Task description: Count the lines in the items below that contain the word "draw". Reply with the number only.

Information given:

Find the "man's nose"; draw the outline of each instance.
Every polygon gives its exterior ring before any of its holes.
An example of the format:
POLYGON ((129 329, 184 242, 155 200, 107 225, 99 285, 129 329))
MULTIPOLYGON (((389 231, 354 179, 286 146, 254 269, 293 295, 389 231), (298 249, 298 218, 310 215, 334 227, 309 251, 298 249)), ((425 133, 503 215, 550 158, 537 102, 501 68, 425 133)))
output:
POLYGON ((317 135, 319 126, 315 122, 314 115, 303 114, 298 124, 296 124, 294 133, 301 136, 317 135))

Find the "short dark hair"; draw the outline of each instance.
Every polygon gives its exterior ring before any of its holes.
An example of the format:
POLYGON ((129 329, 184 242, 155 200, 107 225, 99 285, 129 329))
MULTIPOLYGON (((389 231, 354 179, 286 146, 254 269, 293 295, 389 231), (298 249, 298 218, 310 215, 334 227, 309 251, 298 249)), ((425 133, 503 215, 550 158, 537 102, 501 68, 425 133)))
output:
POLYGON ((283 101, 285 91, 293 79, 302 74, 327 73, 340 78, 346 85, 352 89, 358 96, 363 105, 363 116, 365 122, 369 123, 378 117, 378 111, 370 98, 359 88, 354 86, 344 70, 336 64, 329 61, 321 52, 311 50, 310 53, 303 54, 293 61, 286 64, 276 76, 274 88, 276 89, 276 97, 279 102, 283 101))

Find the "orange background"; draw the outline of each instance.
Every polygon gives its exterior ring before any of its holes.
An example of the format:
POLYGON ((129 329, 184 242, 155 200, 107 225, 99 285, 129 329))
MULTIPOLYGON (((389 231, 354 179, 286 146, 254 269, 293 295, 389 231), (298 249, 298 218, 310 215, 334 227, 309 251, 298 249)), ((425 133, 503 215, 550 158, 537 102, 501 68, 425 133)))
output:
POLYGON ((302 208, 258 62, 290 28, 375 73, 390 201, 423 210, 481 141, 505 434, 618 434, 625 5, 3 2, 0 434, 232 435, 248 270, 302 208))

...

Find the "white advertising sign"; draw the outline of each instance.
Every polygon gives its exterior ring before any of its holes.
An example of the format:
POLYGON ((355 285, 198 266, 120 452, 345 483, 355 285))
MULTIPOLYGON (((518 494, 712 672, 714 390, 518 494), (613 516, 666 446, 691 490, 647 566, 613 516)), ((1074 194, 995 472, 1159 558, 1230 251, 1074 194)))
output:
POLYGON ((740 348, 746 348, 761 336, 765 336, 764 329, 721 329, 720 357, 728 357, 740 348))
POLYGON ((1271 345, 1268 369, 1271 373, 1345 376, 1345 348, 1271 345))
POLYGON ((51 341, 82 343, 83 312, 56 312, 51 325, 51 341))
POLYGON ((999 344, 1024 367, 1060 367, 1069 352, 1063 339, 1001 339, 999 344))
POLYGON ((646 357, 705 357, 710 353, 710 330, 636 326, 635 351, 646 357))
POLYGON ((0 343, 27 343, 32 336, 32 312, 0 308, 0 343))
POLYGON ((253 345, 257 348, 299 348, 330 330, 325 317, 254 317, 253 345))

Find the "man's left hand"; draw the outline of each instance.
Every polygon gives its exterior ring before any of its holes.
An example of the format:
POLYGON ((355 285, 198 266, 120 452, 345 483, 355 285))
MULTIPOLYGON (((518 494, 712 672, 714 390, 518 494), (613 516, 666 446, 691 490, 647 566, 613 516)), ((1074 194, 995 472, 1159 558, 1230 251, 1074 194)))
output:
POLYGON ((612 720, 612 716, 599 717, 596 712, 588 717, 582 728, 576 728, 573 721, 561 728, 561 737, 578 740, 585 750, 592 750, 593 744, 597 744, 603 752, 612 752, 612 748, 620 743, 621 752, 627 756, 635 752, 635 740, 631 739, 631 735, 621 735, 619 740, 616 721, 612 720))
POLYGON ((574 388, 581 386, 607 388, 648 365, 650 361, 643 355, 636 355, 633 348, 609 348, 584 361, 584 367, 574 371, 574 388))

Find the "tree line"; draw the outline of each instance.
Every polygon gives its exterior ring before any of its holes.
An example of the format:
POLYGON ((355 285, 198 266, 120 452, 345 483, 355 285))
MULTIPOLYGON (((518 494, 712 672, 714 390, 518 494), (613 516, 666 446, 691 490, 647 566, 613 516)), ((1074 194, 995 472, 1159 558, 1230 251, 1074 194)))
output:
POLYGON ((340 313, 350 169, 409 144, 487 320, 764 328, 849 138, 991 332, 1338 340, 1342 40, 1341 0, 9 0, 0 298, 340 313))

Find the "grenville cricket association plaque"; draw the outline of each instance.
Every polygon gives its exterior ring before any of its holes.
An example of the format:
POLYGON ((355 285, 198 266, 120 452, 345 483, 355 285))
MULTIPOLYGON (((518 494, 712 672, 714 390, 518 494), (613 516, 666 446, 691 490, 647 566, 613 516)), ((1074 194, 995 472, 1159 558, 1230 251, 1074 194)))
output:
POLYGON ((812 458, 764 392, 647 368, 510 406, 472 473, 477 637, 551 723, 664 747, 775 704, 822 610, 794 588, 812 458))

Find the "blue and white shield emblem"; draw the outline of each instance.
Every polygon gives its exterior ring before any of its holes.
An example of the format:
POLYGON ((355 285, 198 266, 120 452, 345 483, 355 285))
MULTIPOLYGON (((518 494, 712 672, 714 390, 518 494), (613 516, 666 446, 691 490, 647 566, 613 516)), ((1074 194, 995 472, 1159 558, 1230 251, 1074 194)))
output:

Exercise response: 8